Data provided:
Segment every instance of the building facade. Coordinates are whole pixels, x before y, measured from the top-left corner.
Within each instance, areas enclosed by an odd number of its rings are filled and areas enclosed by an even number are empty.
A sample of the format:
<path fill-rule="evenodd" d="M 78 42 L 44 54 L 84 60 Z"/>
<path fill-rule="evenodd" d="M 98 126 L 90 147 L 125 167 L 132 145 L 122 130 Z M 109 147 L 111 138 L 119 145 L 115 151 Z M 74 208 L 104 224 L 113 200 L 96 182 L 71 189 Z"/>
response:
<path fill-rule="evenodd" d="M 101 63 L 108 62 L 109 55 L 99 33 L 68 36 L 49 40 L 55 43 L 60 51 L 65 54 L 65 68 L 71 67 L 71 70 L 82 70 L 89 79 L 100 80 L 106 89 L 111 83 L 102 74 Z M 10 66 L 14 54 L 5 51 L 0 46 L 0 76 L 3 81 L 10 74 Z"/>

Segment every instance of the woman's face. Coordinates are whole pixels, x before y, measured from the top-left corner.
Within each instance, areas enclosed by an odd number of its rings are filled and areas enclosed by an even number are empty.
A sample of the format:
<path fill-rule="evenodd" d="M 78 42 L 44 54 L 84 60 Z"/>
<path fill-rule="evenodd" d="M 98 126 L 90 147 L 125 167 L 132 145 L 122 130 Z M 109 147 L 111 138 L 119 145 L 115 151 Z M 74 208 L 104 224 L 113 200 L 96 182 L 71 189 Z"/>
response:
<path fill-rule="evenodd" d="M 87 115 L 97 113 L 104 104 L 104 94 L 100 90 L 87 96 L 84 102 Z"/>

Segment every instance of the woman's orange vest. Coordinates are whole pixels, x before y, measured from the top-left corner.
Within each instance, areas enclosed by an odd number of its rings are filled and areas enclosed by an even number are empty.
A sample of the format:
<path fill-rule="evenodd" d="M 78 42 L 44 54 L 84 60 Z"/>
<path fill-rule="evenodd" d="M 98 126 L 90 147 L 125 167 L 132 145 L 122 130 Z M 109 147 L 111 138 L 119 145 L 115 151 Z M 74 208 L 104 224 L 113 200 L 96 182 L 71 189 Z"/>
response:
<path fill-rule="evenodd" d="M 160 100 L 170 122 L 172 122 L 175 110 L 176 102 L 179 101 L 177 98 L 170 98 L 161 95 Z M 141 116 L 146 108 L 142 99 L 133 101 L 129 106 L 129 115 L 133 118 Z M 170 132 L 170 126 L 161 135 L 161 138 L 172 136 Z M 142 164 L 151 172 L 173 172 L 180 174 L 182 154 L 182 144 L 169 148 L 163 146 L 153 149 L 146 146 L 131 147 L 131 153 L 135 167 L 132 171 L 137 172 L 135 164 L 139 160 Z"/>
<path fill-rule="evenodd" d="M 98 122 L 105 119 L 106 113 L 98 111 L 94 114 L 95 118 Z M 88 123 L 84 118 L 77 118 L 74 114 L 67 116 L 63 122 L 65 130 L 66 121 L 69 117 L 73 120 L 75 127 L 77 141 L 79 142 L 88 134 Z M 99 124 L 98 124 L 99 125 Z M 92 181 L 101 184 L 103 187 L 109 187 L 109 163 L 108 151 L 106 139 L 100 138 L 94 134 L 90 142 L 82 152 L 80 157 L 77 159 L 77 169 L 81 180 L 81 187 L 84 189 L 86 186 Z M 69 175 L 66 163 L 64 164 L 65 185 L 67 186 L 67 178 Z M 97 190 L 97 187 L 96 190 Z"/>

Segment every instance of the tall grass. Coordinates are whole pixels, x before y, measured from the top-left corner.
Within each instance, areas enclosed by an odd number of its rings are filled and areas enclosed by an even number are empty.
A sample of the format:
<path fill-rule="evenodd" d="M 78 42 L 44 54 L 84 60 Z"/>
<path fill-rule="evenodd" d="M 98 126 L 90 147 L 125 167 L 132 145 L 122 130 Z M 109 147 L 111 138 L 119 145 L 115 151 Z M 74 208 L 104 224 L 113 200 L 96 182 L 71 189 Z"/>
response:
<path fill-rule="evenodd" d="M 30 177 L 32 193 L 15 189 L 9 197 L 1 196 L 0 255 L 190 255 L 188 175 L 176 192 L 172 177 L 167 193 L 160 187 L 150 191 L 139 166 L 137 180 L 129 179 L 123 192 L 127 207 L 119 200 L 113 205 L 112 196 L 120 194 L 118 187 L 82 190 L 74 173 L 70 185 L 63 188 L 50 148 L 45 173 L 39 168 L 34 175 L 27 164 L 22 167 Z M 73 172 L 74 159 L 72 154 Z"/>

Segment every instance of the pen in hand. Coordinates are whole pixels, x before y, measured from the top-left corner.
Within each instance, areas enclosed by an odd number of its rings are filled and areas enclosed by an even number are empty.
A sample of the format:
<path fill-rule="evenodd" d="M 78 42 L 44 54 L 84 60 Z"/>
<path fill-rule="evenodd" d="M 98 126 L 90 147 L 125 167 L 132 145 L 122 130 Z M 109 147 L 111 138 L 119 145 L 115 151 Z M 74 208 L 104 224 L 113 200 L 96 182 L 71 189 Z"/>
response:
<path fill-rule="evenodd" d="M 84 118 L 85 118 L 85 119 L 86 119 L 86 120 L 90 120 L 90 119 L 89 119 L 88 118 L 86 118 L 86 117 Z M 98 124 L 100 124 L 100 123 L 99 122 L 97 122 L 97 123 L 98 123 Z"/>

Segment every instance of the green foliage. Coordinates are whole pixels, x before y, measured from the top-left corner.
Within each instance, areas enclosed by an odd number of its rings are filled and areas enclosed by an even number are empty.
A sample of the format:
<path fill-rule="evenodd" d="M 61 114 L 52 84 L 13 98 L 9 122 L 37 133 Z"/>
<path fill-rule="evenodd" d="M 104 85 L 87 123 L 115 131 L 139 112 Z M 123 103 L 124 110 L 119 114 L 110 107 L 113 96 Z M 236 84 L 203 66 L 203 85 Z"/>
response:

Task to complete: Set down, unchanged, the line that contains "Segment every instance of the green" together with every later line in the records, through the last one.

Solution to the problem:
Segment every instance of the green foliage. Coordinates are whole pixels, x before y, measured from the top-left corner.
Within each instance, areas enclosed by an odd number of its rings are filled and areas enclosed by an even number are empty.
A sample of the format:
<path fill-rule="evenodd" d="M 61 114 L 52 84 L 13 98 L 9 122 L 37 133 Z"/>
<path fill-rule="evenodd" d="M 104 85 L 87 123 L 115 131 L 139 112 Z M 123 103 L 124 110 L 119 114 L 110 107 L 113 96 Z M 236 84 L 203 66 L 203 85 Z"/>
response:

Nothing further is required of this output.